=== ACTIVITY ===
Print the line where "Target: lounger wheel" occurs and every line that follows it in the data below, ending with the last line, precisely as written.

=== Natural-language object grounding data ===
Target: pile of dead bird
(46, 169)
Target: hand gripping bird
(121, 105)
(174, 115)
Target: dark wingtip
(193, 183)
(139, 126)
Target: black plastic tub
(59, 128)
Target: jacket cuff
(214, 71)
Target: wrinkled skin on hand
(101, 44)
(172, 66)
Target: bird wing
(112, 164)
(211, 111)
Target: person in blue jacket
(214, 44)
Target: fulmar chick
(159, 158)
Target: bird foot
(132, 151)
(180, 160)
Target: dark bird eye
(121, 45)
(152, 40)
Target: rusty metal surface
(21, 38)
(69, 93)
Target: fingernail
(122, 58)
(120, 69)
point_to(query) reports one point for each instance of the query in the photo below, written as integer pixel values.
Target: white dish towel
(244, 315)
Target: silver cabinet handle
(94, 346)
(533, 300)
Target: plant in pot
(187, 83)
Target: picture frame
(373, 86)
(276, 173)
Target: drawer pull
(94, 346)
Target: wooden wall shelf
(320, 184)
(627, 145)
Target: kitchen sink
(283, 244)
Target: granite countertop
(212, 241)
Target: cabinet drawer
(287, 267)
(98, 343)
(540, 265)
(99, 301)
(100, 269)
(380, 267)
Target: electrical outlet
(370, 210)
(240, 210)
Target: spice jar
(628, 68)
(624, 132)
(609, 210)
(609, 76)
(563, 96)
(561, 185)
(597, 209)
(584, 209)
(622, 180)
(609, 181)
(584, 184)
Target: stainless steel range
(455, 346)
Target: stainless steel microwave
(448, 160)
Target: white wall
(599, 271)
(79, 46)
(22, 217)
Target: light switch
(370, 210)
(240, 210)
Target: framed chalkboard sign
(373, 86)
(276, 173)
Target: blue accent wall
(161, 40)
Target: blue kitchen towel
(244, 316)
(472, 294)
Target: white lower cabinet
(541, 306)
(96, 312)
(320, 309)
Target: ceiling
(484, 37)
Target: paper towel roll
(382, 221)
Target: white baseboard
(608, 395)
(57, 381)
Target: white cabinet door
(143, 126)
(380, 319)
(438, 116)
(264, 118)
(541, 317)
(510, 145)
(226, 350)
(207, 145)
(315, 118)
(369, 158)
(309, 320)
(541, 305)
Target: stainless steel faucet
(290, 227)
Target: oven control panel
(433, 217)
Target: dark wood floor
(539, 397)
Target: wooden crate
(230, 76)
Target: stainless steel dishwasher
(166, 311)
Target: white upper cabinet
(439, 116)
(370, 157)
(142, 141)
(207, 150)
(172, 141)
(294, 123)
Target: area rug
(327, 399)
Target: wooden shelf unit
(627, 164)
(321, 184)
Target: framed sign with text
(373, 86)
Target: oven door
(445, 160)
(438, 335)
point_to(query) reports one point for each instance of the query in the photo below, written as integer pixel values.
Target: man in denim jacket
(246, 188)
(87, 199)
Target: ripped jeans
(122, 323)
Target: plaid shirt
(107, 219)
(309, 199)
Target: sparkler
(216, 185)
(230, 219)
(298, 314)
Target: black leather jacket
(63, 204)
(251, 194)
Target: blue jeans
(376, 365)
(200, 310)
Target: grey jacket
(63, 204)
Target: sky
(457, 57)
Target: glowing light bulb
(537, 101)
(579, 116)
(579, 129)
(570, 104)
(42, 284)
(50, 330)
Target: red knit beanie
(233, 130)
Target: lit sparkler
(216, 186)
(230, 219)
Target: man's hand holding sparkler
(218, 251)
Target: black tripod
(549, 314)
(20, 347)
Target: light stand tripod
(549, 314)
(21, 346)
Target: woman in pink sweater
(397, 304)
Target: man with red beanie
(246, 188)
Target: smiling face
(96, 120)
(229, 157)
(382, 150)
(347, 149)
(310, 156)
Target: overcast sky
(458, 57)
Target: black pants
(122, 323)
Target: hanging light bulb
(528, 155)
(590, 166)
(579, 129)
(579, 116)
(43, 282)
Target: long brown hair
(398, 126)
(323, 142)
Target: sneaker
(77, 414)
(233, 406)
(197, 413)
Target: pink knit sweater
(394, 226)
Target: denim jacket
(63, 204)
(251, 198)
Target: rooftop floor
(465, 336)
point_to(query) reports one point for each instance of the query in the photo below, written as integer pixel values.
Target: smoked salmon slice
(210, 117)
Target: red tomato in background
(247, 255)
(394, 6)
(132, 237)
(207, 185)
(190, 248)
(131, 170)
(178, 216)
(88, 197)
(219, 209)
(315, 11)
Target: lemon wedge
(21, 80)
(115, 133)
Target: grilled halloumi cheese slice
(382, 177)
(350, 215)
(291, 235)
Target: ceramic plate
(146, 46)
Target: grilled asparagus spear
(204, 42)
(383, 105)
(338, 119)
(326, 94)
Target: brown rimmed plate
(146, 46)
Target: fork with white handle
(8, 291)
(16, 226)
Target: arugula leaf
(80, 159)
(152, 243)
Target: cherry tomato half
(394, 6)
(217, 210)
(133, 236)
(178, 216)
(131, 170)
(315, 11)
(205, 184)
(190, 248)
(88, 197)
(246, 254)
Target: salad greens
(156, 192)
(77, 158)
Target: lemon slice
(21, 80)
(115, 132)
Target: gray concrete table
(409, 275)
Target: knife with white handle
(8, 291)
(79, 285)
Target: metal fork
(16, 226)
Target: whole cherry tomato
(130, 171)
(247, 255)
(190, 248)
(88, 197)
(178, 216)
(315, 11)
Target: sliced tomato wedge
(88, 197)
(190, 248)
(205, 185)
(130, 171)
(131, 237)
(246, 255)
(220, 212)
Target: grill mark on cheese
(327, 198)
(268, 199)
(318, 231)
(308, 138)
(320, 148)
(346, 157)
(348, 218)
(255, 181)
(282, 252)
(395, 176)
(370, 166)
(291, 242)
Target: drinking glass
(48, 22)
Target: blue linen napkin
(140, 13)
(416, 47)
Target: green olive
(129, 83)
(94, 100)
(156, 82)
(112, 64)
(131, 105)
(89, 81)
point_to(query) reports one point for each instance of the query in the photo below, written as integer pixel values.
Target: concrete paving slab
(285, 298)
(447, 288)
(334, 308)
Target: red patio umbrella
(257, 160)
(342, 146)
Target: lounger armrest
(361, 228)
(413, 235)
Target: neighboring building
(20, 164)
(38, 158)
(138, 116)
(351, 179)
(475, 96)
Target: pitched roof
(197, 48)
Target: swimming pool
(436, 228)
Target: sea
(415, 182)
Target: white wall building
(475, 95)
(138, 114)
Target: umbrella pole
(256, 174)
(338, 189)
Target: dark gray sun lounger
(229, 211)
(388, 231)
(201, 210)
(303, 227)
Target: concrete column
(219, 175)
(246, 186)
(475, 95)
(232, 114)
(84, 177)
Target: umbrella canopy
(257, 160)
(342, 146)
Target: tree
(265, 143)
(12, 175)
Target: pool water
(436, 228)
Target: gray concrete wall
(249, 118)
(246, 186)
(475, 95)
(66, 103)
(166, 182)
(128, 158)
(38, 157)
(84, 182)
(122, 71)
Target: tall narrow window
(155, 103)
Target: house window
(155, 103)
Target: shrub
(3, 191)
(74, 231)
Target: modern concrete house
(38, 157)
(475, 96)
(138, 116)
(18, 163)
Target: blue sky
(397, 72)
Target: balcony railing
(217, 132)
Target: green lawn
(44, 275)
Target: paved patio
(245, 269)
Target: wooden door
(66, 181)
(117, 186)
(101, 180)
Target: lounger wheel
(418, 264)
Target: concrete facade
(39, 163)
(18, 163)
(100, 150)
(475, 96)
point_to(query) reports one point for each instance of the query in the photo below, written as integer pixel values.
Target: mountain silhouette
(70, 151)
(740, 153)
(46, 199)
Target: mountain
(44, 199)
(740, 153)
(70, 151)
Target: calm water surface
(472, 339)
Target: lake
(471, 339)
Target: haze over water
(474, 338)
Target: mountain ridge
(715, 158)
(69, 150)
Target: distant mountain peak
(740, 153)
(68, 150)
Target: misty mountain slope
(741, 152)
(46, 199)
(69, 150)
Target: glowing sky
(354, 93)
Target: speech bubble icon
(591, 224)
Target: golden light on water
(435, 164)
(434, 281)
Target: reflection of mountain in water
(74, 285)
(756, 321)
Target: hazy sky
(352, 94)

=== RESPONSE TO THE TASK ===
Target: lounger wheel
(418, 264)
Target: concrete facade
(39, 163)
(18, 163)
(100, 150)
(475, 96)
point_to(query) reports one point for each instance of the query in the photo below, written as integer pixel values.
Target: mountain silhouette
(70, 151)
(740, 153)
(46, 199)
Target: mountain
(44, 199)
(740, 153)
(70, 151)
Target: calm water surface
(472, 339)
Target: lake
(471, 339)
Target: haze over water
(474, 338)
Target: mountain ridge
(715, 158)
(69, 150)
Target: distant mountain peak
(740, 153)
(68, 150)
Target: misty mountain slope
(741, 152)
(46, 199)
(69, 150)
Target: glowing sky
(354, 93)
Target: speech bubble icon
(591, 224)
Target: golden light on water
(435, 164)
(434, 281)
Target: reflection of mountain in water
(74, 285)
(756, 321)
Target: hazy sky
(352, 94)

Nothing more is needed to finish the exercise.